### [Aim]
Render every line of the records below as a Markdown table with two columns, Row and Line, and skip any blank lines. Put a running row number under Row and the full line under Line.

[start of Material provided]

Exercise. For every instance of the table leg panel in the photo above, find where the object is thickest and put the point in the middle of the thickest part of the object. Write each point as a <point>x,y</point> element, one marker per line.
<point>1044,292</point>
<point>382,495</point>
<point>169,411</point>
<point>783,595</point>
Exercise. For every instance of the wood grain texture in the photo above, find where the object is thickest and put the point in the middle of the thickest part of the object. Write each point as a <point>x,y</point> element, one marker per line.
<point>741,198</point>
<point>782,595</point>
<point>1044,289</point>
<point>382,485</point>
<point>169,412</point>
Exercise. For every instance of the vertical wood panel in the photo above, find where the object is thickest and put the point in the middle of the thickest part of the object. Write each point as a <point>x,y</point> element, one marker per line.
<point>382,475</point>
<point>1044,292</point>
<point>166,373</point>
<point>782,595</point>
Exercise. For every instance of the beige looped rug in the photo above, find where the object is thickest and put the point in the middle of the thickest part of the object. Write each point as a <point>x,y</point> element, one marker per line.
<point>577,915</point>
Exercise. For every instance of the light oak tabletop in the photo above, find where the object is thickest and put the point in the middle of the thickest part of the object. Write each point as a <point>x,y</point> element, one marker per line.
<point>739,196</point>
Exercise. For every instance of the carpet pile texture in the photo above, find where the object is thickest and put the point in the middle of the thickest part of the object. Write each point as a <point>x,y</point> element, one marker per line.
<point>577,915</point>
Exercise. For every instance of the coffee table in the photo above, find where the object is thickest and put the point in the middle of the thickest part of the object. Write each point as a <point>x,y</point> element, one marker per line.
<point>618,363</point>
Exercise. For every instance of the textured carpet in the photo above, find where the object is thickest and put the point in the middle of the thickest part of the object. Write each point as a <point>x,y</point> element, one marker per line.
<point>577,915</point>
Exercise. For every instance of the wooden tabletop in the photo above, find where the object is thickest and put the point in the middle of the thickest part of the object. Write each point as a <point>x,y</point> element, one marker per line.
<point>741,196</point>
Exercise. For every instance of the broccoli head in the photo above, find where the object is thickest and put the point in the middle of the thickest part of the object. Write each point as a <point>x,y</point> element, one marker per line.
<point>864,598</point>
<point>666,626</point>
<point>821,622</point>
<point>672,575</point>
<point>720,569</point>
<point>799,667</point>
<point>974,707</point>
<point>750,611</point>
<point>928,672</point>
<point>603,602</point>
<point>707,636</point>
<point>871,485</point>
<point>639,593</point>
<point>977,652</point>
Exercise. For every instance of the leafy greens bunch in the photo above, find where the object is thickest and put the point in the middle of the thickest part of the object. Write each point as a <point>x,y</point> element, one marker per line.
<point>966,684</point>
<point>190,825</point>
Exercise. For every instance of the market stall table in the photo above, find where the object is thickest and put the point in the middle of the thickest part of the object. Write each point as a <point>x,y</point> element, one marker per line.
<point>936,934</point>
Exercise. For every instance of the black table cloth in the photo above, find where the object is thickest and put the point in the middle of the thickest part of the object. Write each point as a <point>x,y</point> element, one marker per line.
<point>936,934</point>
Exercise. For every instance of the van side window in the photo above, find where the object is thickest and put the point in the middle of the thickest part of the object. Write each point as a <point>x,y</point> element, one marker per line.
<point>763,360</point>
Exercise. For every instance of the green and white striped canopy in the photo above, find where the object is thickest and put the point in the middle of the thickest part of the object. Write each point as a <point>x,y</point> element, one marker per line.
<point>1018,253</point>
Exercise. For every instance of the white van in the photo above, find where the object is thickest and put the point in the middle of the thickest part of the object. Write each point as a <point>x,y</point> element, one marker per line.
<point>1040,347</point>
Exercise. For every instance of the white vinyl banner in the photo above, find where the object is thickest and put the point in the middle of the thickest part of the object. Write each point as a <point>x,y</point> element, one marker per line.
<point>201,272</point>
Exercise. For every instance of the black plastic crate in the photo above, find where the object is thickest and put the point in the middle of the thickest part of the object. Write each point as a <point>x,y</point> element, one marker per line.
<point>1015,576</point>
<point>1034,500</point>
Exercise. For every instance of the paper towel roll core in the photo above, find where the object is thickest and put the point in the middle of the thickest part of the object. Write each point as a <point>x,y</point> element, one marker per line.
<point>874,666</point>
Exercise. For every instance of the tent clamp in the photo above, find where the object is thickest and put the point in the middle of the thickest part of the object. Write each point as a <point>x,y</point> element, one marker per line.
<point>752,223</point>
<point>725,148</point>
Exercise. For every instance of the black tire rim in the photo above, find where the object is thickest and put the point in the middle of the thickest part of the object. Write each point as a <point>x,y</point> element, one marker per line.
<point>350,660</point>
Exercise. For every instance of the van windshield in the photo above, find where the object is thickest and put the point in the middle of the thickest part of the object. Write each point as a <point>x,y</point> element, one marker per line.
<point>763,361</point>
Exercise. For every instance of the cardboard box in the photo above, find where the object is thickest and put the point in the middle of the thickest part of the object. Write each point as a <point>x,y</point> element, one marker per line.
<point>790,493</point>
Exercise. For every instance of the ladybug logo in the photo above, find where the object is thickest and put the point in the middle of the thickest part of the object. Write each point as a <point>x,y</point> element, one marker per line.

[end of Material provided]

### [The completed task]
| Row | Line |
|---|---|
| 1 | Exercise. For every instance of the table leg panel in the photo above, find where the object is thickest and put the point in the middle of the thickest part of the object. Write each point as a <point>x,y</point> element, one marker per line. |
| 2 | <point>1044,292</point> |
| 3 | <point>382,495</point> |
| 4 | <point>169,411</point> |
| 5 | <point>783,595</point> |
| 6 | Exercise. For every instance of the wood grain texture in the photo above, find where the object is thickest and put the point in the middle of the thickest part of the object. Write each point as a <point>x,y</point> element, one marker per line. |
| 7 | <point>741,198</point> |
| 8 | <point>782,595</point> |
| 9 | <point>1044,289</point> |
| 10 | <point>382,485</point> |
| 11 | <point>169,412</point> |
| 12 | Exercise. For every instance of the vertical wood panel in the photo above, find where the object is thickest and put the point in the middle of the thickest part of the object. Write each point as a <point>x,y</point> element, one marker per line. |
| 13 | <point>382,475</point> |
| 14 | <point>1044,292</point> |
| 15 | <point>166,373</point> |
| 16 | <point>782,595</point> |
| 17 | Exercise. For every instance of the beige looped rug in the photo above, find where the object is thickest and put the point in the middle of the thickest part of the object. Write each point as a <point>x,y</point> element, one marker per line. |
| 18 | <point>577,915</point> |
| 19 | Exercise. For every instance of the light oak tabletop in the photo above, find where the object is thickest and put the point in the middle of the thickest part of the object. Write each point as a <point>x,y</point> element, one marker per line. |
| 20 | <point>739,196</point> |
| 21 | Exercise. For every instance of the carpet pile texture in the photo above, find where the object is thickest and put the point in the middle of the thickest part of the object. Write each point as a <point>x,y</point> element, one marker per line. |
| 22 | <point>577,915</point> |
| 23 | Exercise. For every instance of the coffee table in the photo above, find where the object is thickest and put the point in the middle of the thickest part of the object. Write each point as a <point>x,y</point> element, one marker per line. |
| 24 | <point>618,363</point> |
| 25 | Exercise. For every instance of the textured carpet in the photo above, find where the object is thickest and put the point in the middle of the thickest part of the object. Write each point as a <point>x,y</point> element, one marker per line. |
| 26 | <point>577,915</point> |
| 27 | Exercise. For every instance of the wooden tabletop in the photo above, find where the object is thickest and put the point in the middle of the thickest part of the object. Write each point as a <point>x,y</point> element, one marker per line. |
| 28 | <point>741,196</point> |
| 29 | Exercise. For every instance of the broccoli head in the photo above, find where the object is thickest and put the point in the middle of the thickest part of the object. Write each point as a <point>x,y</point> element, one marker per line. |
| 30 | <point>864,598</point> |
| 31 | <point>666,626</point> |
| 32 | <point>821,622</point> |
| 33 | <point>672,575</point> |
| 34 | <point>720,569</point> |
| 35 | <point>799,667</point> |
| 36 | <point>974,707</point> |
| 37 | <point>750,611</point> |
| 38 | <point>928,672</point> |
| 39 | <point>603,602</point> |
| 40 | <point>707,636</point> |
| 41 | <point>871,485</point> |
| 42 | <point>639,593</point> |
| 43 | <point>977,652</point> |
| 44 | Exercise. For every instance of the leafy greens bunch in the photo above, find where the object is thickest and put the point in the middle of the thickest part of the object. Write each point as a <point>x,y</point> element, one marker per line. |
| 45 | <point>966,684</point> |
| 46 | <point>190,825</point> |
| 47 | Exercise. For every instance of the market stall table in the photo above, find where the object is thickest and put the point in the middle of the thickest part of the object. Write each point as a <point>x,y</point> element, one marker per line. |
| 48 | <point>936,934</point> |
| 49 | Exercise. For every instance of the black table cloth in the photo above, find where the object is thickest and put the point in the middle of the thickest part of the object. Write each point as a <point>x,y</point> element, one marker per line. |
| 50 | <point>936,934</point> |
| 51 | Exercise. For every instance of the van side window in the photo above, find where the object is thickest and put the point in the middle of the thickest part of the object. Write each point as a <point>x,y</point> element, one marker per line. |
| 52 | <point>763,360</point> |
| 53 | Exercise. For every instance of the green and white striped canopy in the photo above, find where the object is thickest and put the point in the middle of the thickest part of the object. Write each point as a <point>x,y</point> element, one marker per line. |
| 54 | <point>1018,253</point> |
| 55 | Exercise. For every instance of the white van in the photo above, find where the object is thickest and put the point in the middle of the thickest part of the object. Write each point as a <point>x,y</point> element, one marker per line. |
| 56 | <point>1040,347</point> |
| 57 | Exercise. For every instance of the white vinyl banner in the photo above, find where the object is thickest and put the point in the middle of the thickest part of the object. Write each point as a <point>x,y</point> element, one marker per line. |
| 58 | <point>201,272</point> |
| 59 | Exercise. For every instance of the black plastic crate in the photo above, find where the object is thickest and put the point in the middle of the thickest part of the object. Write each point as a <point>x,y</point> element, one marker per line. |
| 60 | <point>1015,576</point> |
| 61 | <point>1034,500</point> |
| 62 | Exercise. For every instance of the paper towel roll core in the photo above, find where the object is thickest and put the point in the middle of the thickest part of the object. Write each point as a <point>x,y</point> element, one marker per line. |
| 63 | <point>874,666</point> |
| 64 | Exercise. For every instance of the tent clamp in the photo above, find where the object is thickest and put the point in the middle of the thickest part of the object. Write each point as a <point>x,y</point> element, one marker per line. |
| 65 | <point>752,223</point> |
| 66 | <point>725,148</point> |
| 67 | Exercise. For every instance of the black tire rim in the photo above, find where the object is thickest and put the point in the middle of the thickest part of the object. Write each point as a <point>x,y</point> element, one marker per line. |
| 68 | <point>350,660</point> |
| 69 | Exercise. For every instance of the van windshield in the photo above, find where the object is thickest and put the point in the middle of the thickest part of the object. Write each point as a <point>x,y</point> element, one marker per line. |
| 70 | <point>763,361</point> |
| 71 | Exercise. For every instance of the cardboard box in the photo above, find where the object is thickest and put the point in the middle of the thickest part of the object. Write each point as a <point>x,y</point> element, one marker per line. |
| 72 | <point>790,493</point> |
| 73 | Exercise. For every instance of the ladybug logo in the photo above, find where the object is thickest and put the point in the middle of the thickest part of the object. Write each point as a <point>x,y</point> element, one marker per line. |